**STATED EXERCISE:**
Reproduce the stretch from the start of the material through the line containing "178 64 L 175", substituting "door frame" for every "window frame" and leaving all else unchanged. Return only those lines.

**RECORDS FOR THE EXERCISE:**
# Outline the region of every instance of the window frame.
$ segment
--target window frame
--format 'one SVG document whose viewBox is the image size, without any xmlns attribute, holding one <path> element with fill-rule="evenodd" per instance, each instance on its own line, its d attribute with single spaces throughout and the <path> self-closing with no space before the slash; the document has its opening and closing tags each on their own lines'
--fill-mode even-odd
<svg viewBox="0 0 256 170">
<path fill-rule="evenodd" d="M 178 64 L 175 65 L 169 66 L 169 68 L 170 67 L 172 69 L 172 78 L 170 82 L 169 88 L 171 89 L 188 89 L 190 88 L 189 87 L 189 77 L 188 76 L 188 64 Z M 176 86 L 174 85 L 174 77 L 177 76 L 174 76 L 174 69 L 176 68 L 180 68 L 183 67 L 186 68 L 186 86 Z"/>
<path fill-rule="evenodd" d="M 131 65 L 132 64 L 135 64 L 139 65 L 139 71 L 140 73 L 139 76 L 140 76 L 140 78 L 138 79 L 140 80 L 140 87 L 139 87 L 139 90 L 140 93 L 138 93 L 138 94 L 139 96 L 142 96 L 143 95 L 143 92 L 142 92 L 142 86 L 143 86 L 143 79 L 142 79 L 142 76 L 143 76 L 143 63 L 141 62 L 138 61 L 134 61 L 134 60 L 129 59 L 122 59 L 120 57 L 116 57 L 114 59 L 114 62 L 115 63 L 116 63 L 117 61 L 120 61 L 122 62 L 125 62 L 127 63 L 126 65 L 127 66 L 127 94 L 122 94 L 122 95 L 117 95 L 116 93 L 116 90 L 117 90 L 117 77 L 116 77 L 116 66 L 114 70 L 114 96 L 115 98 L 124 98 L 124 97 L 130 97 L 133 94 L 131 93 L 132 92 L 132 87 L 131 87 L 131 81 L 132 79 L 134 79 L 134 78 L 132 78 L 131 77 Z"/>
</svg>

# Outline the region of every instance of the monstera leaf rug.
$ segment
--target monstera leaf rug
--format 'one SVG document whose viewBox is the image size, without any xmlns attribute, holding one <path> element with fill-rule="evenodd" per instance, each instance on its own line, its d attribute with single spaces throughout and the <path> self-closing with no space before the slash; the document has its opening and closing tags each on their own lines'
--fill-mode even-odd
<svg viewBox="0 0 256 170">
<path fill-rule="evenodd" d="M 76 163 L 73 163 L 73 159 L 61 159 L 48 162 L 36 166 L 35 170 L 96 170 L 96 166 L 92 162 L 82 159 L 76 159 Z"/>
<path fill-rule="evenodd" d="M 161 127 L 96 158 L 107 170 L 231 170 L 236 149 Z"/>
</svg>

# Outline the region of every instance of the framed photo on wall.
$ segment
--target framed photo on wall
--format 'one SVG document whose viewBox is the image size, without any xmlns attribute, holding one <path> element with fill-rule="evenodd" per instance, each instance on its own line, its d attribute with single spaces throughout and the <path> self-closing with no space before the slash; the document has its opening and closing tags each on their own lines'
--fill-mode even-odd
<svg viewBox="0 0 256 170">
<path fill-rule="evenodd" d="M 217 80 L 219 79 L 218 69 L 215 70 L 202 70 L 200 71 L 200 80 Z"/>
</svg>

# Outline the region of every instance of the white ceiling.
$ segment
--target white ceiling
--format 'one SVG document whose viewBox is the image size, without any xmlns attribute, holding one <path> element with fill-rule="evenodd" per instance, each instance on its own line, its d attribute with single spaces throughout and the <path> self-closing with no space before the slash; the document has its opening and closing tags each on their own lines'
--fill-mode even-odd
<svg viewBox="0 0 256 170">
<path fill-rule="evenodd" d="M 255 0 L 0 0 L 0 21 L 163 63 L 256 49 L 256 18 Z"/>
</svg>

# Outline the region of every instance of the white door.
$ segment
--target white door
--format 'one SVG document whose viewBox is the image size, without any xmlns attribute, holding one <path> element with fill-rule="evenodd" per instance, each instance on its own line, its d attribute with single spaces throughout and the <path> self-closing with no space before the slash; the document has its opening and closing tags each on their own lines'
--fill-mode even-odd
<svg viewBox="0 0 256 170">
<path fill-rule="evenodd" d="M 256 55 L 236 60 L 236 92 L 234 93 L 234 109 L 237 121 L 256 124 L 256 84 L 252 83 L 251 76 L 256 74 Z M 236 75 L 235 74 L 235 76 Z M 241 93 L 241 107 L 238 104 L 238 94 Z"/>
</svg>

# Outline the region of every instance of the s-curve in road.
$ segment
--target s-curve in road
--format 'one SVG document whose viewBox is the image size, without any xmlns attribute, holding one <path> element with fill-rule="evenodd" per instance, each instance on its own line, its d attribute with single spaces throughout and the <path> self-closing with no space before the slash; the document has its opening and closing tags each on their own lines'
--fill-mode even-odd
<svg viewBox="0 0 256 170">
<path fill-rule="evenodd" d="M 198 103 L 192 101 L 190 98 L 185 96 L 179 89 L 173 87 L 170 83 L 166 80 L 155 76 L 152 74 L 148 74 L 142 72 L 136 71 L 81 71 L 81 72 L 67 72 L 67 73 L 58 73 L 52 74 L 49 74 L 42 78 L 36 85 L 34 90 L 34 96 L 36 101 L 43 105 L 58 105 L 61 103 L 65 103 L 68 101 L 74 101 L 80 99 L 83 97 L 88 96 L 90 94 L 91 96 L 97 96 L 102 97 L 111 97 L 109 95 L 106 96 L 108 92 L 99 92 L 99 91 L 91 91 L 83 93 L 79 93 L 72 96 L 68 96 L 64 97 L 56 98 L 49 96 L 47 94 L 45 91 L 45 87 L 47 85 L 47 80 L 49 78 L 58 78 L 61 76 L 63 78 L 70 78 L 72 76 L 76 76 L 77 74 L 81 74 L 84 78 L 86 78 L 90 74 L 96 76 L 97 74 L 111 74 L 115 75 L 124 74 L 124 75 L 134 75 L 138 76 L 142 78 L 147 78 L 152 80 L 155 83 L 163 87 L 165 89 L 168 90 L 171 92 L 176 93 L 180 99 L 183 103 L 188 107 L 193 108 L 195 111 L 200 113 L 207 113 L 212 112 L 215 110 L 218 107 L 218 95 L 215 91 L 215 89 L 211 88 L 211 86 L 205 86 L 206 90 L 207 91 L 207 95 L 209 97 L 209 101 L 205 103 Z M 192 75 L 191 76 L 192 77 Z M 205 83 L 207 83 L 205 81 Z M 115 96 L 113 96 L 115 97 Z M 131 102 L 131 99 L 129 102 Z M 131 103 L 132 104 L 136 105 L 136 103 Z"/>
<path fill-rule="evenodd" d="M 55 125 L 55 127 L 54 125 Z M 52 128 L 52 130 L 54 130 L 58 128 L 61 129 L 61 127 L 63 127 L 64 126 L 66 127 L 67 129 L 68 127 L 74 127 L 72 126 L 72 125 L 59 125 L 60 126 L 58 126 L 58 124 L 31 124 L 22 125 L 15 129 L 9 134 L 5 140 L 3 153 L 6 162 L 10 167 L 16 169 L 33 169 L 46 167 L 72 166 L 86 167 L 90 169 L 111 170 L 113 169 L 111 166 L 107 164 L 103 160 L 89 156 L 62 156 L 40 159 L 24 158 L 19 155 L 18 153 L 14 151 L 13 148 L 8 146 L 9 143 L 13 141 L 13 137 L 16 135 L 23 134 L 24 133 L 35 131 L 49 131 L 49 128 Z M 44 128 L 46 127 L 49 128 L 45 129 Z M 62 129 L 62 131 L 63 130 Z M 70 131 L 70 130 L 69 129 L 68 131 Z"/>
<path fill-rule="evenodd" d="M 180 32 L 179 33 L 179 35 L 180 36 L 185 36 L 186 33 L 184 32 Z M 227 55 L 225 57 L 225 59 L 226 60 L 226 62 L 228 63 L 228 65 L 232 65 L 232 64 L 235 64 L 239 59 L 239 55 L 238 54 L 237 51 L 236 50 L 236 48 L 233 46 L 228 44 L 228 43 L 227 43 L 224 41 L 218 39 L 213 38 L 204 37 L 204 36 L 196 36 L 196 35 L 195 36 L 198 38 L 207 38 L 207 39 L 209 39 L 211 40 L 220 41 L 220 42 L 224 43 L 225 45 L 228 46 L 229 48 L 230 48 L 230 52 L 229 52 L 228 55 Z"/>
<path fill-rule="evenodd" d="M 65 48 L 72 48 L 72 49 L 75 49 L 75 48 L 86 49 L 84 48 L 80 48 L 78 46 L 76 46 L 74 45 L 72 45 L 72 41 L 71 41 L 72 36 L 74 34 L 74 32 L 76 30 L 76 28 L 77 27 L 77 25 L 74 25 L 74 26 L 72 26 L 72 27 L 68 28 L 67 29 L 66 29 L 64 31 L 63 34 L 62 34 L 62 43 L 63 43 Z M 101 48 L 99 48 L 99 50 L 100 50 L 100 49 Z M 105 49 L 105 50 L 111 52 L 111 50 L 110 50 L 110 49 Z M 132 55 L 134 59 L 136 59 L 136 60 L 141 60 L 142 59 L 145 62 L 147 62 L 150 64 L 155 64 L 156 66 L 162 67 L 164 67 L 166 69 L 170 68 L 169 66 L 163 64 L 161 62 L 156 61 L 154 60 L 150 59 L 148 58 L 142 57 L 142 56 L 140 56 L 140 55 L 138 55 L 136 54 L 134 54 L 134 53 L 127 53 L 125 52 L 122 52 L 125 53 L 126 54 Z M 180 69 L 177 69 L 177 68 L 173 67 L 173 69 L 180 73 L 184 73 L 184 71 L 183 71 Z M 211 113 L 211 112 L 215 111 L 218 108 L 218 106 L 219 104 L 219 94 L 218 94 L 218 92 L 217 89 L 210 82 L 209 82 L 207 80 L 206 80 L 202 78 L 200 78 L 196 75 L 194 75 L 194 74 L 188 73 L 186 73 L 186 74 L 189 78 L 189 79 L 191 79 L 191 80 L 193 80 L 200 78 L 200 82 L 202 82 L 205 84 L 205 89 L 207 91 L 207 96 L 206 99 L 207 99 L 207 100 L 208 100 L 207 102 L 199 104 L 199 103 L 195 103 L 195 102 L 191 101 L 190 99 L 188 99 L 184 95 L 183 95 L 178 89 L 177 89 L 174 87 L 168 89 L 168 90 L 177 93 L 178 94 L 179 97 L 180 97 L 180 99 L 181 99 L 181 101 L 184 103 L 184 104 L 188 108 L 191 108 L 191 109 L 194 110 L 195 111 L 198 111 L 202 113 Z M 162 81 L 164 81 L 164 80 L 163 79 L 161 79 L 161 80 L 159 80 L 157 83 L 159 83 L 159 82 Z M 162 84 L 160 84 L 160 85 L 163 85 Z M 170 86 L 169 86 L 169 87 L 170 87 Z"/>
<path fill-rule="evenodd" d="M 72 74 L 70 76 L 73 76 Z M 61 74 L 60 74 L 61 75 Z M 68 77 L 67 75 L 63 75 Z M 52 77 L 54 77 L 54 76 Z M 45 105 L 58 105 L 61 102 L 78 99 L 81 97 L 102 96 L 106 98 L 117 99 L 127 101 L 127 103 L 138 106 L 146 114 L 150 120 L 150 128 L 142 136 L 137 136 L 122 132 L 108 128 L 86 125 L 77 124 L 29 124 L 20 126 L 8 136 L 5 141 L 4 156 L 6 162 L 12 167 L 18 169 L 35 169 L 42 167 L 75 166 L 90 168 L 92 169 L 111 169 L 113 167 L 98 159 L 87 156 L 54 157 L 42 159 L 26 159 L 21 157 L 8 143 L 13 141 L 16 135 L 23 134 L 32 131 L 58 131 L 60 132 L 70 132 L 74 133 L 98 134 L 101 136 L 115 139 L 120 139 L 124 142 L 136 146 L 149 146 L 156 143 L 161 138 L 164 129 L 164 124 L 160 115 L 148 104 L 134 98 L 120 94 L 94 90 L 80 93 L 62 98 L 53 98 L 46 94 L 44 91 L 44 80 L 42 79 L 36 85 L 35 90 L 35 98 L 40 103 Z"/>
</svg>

**THE COMPLETED TASK:**
# Outline the region of every instance of the door frame.
$ segment
--target door frame
--format 'one SVG document whose viewBox is the image size, without any xmlns attribute, holding one <path> element with fill-rule="evenodd" per instance, each instance on its own line, its d attribute with single spaces throughout and the <path> self-closing with no space before the slash; the document has its opening and closing tags each on their own lines'
--fill-mode even-odd
<svg viewBox="0 0 256 170">
<path fill-rule="evenodd" d="M 178 64 L 175 65 L 169 66 L 169 68 L 170 67 L 172 69 L 172 78 L 170 82 L 169 88 L 171 89 L 188 89 L 190 88 L 189 87 L 189 77 L 188 76 L 188 64 Z M 176 86 L 174 85 L 174 77 L 177 76 L 174 76 L 174 69 L 176 68 L 180 68 L 183 67 L 186 68 L 186 86 Z"/>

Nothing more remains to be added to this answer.